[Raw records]
= = =

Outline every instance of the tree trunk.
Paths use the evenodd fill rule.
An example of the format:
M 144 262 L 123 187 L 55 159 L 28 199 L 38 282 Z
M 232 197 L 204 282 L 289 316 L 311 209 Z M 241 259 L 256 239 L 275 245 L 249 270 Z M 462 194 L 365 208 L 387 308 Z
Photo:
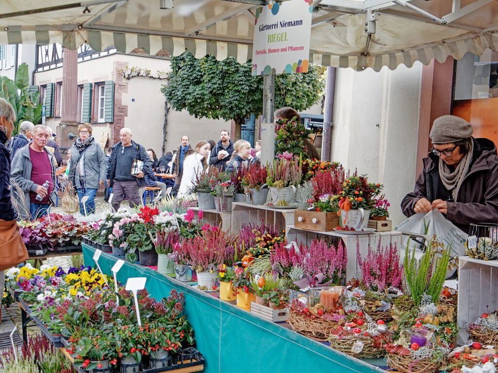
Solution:
M 164 123 L 162 125 L 162 154 L 166 153 L 166 134 L 168 132 L 168 113 L 169 108 L 168 107 L 168 100 L 164 99 Z

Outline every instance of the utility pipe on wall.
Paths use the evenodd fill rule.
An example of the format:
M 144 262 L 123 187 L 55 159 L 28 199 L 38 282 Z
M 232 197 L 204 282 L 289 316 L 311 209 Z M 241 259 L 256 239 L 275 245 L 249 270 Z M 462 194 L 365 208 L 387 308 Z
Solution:
M 325 88 L 325 112 L 323 115 L 323 135 L 322 138 L 322 160 L 330 161 L 332 145 L 332 112 L 336 87 L 336 68 L 327 68 L 327 86 Z

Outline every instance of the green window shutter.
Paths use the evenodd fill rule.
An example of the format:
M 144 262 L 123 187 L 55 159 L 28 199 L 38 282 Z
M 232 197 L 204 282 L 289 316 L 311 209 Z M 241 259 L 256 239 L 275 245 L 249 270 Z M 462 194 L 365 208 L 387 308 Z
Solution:
M 54 116 L 55 101 L 55 83 L 49 83 L 45 91 L 45 116 L 47 118 Z
M 85 83 L 83 85 L 83 101 L 82 107 L 81 120 L 83 122 L 90 122 L 92 119 L 92 83 Z
M 104 117 L 106 123 L 114 121 L 114 82 L 106 81 L 106 95 L 104 99 Z

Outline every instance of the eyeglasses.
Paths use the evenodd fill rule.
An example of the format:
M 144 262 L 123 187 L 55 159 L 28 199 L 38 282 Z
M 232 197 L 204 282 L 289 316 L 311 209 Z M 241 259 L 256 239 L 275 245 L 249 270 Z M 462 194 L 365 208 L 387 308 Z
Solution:
M 431 151 L 432 152 L 433 154 L 437 155 L 438 157 L 441 157 L 441 154 L 444 154 L 445 157 L 451 157 L 453 155 L 453 152 L 455 151 L 455 149 L 458 146 L 458 145 L 455 145 L 452 149 L 447 149 L 444 150 L 438 150 L 433 146 L 432 150 Z

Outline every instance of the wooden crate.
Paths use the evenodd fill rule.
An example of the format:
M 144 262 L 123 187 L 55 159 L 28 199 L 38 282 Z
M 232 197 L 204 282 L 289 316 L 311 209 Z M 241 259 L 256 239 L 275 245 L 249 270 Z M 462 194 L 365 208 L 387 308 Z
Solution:
M 275 225 L 285 229 L 288 225 L 294 224 L 295 210 L 292 208 L 275 208 L 271 206 L 250 204 L 244 202 L 232 204 L 232 232 L 239 232 L 246 224 L 258 225 L 261 221 L 269 225 Z
M 401 233 L 396 231 L 374 232 L 365 235 L 347 235 L 335 231 L 312 232 L 296 228 L 293 225 L 288 225 L 285 234 L 287 241 L 295 241 L 298 244 L 302 242 L 306 245 L 309 245 L 312 240 L 314 238 L 320 238 L 324 236 L 332 236 L 341 239 L 347 252 L 346 281 L 349 281 L 353 277 L 357 277 L 358 271 L 360 270 L 356 255 L 357 246 L 360 247 L 360 252 L 362 257 L 365 258 L 368 252 L 369 247 L 375 250 L 379 242 L 380 246 L 383 247 L 388 246 L 390 244 L 395 244 L 402 260 L 403 258 L 403 254 L 401 253 L 402 247 Z
M 287 309 L 273 309 L 269 307 L 251 302 L 250 313 L 272 322 L 280 322 L 287 320 Z
M 377 232 L 387 232 L 392 230 L 391 220 L 369 220 L 368 228 L 373 228 Z
M 484 313 L 498 309 L 498 260 L 460 257 L 458 262 L 458 342 L 467 341 L 467 327 Z
M 333 230 L 339 224 L 339 217 L 336 212 L 296 210 L 294 214 L 294 226 L 301 229 L 327 232 Z
M 199 207 L 192 207 L 191 209 L 198 211 Z M 237 233 L 231 231 L 232 229 L 232 212 L 221 212 L 216 210 L 203 210 L 202 219 L 201 224 L 204 225 L 209 224 L 210 225 L 217 225 L 221 227 L 221 229 L 225 232 L 231 231 L 231 233 Z

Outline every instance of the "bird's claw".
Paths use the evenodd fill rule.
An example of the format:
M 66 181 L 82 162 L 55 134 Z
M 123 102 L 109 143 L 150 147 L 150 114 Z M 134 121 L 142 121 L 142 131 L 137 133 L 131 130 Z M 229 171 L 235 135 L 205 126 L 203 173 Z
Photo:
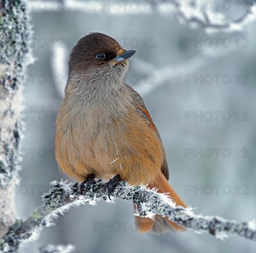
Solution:
M 110 200 L 112 200 L 110 198 L 111 195 L 112 194 L 114 189 L 121 180 L 121 178 L 120 175 L 117 174 L 113 178 L 111 178 L 111 179 L 110 179 L 107 183 L 106 183 L 105 185 L 108 190 L 108 197 Z
M 85 190 L 84 185 L 86 184 L 87 183 L 92 183 L 93 179 L 95 177 L 95 175 L 94 174 L 90 174 L 86 178 L 86 179 L 79 186 L 79 192 L 82 194 Z

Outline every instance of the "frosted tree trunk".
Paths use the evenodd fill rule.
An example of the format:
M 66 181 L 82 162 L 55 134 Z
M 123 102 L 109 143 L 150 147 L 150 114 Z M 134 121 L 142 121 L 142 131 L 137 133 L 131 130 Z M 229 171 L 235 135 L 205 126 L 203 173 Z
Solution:
M 19 77 L 33 61 L 28 42 L 30 27 L 26 6 L 16 0 L 1 0 L 0 100 L 0 185 L 1 237 L 17 217 L 15 194 L 18 183 L 18 151 L 23 125 L 18 120 L 23 108 L 22 87 Z

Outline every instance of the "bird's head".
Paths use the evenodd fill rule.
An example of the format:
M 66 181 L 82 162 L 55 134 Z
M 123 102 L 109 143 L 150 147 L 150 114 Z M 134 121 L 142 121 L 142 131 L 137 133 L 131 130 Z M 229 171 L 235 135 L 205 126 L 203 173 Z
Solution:
M 128 58 L 135 50 L 126 51 L 109 36 L 93 33 L 81 39 L 73 48 L 69 62 L 69 74 L 90 76 L 107 75 L 123 76 Z

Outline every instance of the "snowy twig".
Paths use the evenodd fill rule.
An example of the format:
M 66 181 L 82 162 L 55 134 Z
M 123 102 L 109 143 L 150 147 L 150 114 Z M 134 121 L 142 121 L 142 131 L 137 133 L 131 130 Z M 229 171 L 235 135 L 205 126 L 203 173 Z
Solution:
M 48 244 L 40 247 L 39 250 L 41 253 L 71 253 L 74 252 L 76 247 L 71 244 L 67 245 L 55 245 Z
M 44 203 L 34 211 L 22 226 L 17 221 L 10 232 L 2 238 L 1 250 L 4 252 L 17 250 L 20 245 L 36 238 L 39 231 L 35 229 L 40 224 L 49 225 L 51 218 L 63 214 L 72 206 L 88 204 L 95 205 L 103 199 L 108 201 L 107 190 L 101 180 L 71 184 L 66 182 L 52 183 L 52 188 L 43 196 Z M 113 192 L 114 196 L 131 201 L 137 205 L 137 215 L 153 218 L 156 214 L 167 217 L 173 222 L 198 233 L 207 232 L 216 237 L 225 239 L 238 236 L 256 240 L 256 229 L 253 222 L 239 223 L 219 217 L 195 214 L 192 208 L 176 207 L 165 194 L 157 193 L 144 185 L 132 186 L 120 182 Z M 33 229 L 32 229 L 33 228 Z

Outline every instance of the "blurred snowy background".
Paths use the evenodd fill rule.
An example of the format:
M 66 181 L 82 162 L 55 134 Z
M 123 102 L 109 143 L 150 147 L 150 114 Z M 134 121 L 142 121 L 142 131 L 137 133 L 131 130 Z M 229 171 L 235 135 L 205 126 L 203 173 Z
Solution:
M 39 2 L 29 4 L 37 60 L 27 69 L 24 92 L 26 111 L 35 113 L 26 120 L 22 148 L 29 154 L 22 162 L 20 184 L 35 186 L 25 194 L 19 190 L 20 218 L 41 205 L 51 181 L 68 179 L 53 155 L 54 120 L 70 50 L 81 37 L 98 32 L 137 51 L 126 81 L 151 112 L 165 147 L 169 181 L 184 201 L 197 213 L 255 219 L 255 23 L 250 18 L 242 25 L 216 29 L 239 20 L 253 1 L 220 1 L 217 11 L 218 1 L 210 1 L 211 9 L 209 1 L 198 1 L 198 6 L 192 5 L 195 1 L 49 1 L 45 10 Z M 203 26 L 193 18 L 190 25 L 182 22 L 191 17 Z M 196 114 L 202 116 L 194 118 Z M 36 252 L 48 243 L 71 243 L 77 252 L 255 251 L 255 242 L 242 238 L 222 241 L 192 231 L 139 234 L 132 205 L 116 202 L 70 209 L 23 252 Z

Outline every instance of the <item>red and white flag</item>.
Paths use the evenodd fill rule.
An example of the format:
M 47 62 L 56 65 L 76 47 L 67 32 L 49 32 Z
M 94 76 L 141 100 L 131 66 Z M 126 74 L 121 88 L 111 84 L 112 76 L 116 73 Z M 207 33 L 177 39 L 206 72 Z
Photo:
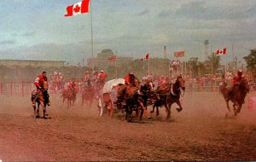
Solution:
M 108 58 L 108 61 L 116 61 L 116 55 L 113 55 Z
M 218 49 L 216 51 L 216 55 L 226 55 L 226 48 L 224 48 L 224 49 L 220 50 L 220 49 Z
M 178 51 L 178 52 L 174 52 L 174 56 L 175 57 L 183 57 L 185 55 L 185 51 L 182 50 L 182 51 Z
M 89 12 L 90 0 L 83 0 L 78 3 L 67 7 L 67 14 L 65 16 L 73 16 L 79 14 Z
M 149 54 L 147 54 L 147 55 L 145 55 L 145 57 L 141 58 L 140 61 L 145 61 L 145 60 L 148 60 L 148 59 L 149 59 Z

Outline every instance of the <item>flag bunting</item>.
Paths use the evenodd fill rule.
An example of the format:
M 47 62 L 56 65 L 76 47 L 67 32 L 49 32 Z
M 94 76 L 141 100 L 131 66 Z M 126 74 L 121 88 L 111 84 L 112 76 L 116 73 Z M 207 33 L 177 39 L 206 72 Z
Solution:
M 116 55 L 113 55 L 108 58 L 108 61 L 116 61 Z
M 216 51 L 216 55 L 226 55 L 226 48 L 224 48 L 224 49 L 220 50 L 220 49 L 218 49 Z
M 67 7 L 67 14 L 64 16 L 73 16 L 89 12 L 90 0 L 83 0 L 78 3 Z
M 185 51 L 178 51 L 178 52 L 174 52 L 174 56 L 175 57 L 183 57 L 185 55 Z
M 147 54 L 145 55 L 145 57 L 141 58 L 140 61 L 145 61 L 145 60 L 148 60 L 148 59 L 149 59 L 149 54 Z

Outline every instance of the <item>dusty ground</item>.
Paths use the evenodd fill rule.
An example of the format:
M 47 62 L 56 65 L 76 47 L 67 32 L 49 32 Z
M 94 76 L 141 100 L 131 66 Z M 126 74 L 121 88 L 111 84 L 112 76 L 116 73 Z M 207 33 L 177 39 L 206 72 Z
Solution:
M 35 119 L 29 96 L 0 96 L 0 159 L 256 160 L 256 109 L 246 104 L 237 117 L 225 119 L 218 93 L 187 93 L 183 112 L 172 106 L 171 122 L 161 108 L 161 117 L 143 124 L 126 123 L 121 113 L 97 117 L 95 107 L 80 106 L 80 95 L 70 109 L 60 95 L 51 101 L 51 119 Z

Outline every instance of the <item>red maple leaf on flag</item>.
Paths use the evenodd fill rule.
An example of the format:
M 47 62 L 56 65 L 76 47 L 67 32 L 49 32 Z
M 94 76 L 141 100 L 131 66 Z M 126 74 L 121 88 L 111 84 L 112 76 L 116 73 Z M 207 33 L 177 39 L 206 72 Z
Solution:
M 79 11 L 80 11 L 80 7 L 77 4 L 76 5 L 76 7 L 73 9 L 73 11 L 75 12 L 75 13 L 79 13 Z

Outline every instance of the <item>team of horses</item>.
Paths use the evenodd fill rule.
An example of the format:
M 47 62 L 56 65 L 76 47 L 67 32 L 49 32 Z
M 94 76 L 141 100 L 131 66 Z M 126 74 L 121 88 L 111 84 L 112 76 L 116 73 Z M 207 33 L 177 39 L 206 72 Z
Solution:
M 166 119 L 171 118 L 171 107 L 173 103 L 179 106 L 180 112 L 183 107 L 180 104 L 181 90 L 185 90 L 185 81 L 179 76 L 174 84 L 166 84 L 154 89 L 153 84 L 149 81 L 140 84 L 139 80 L 134 78 L 131 84 L 124 84 L 118 89 L 117 101 L 115 101 L 118 109 L 126 113 L 125 119 L 131 121 L 131 113 L 136 112 L 139 120 L 143 115 L 148 115 L 148 107 L 153 105 L 151 113 L 156 107 L 156 116 L 159 115 L 159 107 L 165 107 L 167 113 Z
M 96 83 L 95 84 L 90 82 L 87 83 L 87 85 L 84 86 L 84 90 L 82 90 L 82 106 L 84 102 L 87 102 L 89 107 L 91 107 L 94 99 L 103 97 L 103 95 L 101 96 L 100 95 L 102 87 L 102 84 L 97 84 Z M 48 93 L 45 92 L 48 88 L 48 83 L 45 82 L 42 90 L 38 90 L 37 93 L 35 91 L 32 92 L 32 96 L 37 97 L 38 108 L 36 106 L 33 107 L 36 118 L 40 116 L 39 107 L 41 106 L 43 107 L 43 118 L 47 119 L 46 106 L 49 101 L 47 101 L 48 97 L 46 96 Z M 152 82 L 148 81 L 141 84 L 139 79 L 133 76 L 129 84 L 119 84 L 116 90 L 116 100 L 111 103 L 111 106 L 114 106 L 118 110 L 125 113 L 126 121 L 132 120 L 133 112 L 136 113 L 136 117 L 140 121 L 143 119 L 143 114 L 148 118 L 147 111 L 148 106 L 152 106 L 153 107 L 150 113 L 154 113 L 156 109 L 156 116 L 160 114 L 159 108 L 164 107 L 166 113 L 166 118 L 170 119 L 171 107 L 173 103 L 176 103 L 179 107 L 176 108 L 178 113 L 183 110 L 180 99 L 185 92 L 185 81 L 181 76 L 178 76 L 175 83 L 163 84 L 154 89 Z M 232 90 L 231 88 L 227 87 L 225 82 L 223 83 L 220 86 L 220 92 L 226 101 L 229 113 L 231 113 L 229 106 L 230 101 L 233 102 L 234 116 L 236 116 L 241 112 L 241 106 L 244 103 L 243 101 L 248 90 L 249 84 L 245 79 L 242 79 Z M 73 106 L 76 95 L 74 90 L 66 90 L 61 95 L 63 102 L 67 100 L 68 107 Z M 108 107 L 108 105 L 107 107 L 104 106 L 103 101 L 101 101 L 102 103 L 98 103 L 98 105 L 101 105 L 102 107 Z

= = =

REQUEST: Reproduce the lines above without any changes, starting at the line that contains "Outline every instance of the <item>team" and ending at the line that contains "M 166 119 L".

EXERCISE SOLUTION:
Outline every instance of the <item>team of horses</item>.
Paths use the evenodd fill rule.
An example of the format:
M 47 62 L 56 65 L 76 47 L 67 32 L 49 32 Z
M 94 76 L 141 100 L 131 66 Z M 126 74 L 121 88 L 111 84 L 112 76 L 116 73 Z M 207 33 L 177 39 L 206 72 Z
Solution:
M 166 119 L 171 118 L 171 107 L 173 103 L 179 106 L 180 112 L 183 107 L 180 104 L 181 90 L 185 90 L 185 81 L 179 76 L 174 84 L 166 84 L 154 89 L 153 84 L 149 81 L 140 84 L 139 80 L 134 78 L 131 84 L 124 84 L 118 89 L 117 101 L 115 101 L 118 109 L 126 113 L 125 119 L 131 121 L 131 113 L 136 112 L 139 120 L 143 115 L 148 115 L 148 107 L 153 105 L 151 113 L 156 107 L 156 116 L 159 115 L 159 107 L 165 107 L 167 113 Z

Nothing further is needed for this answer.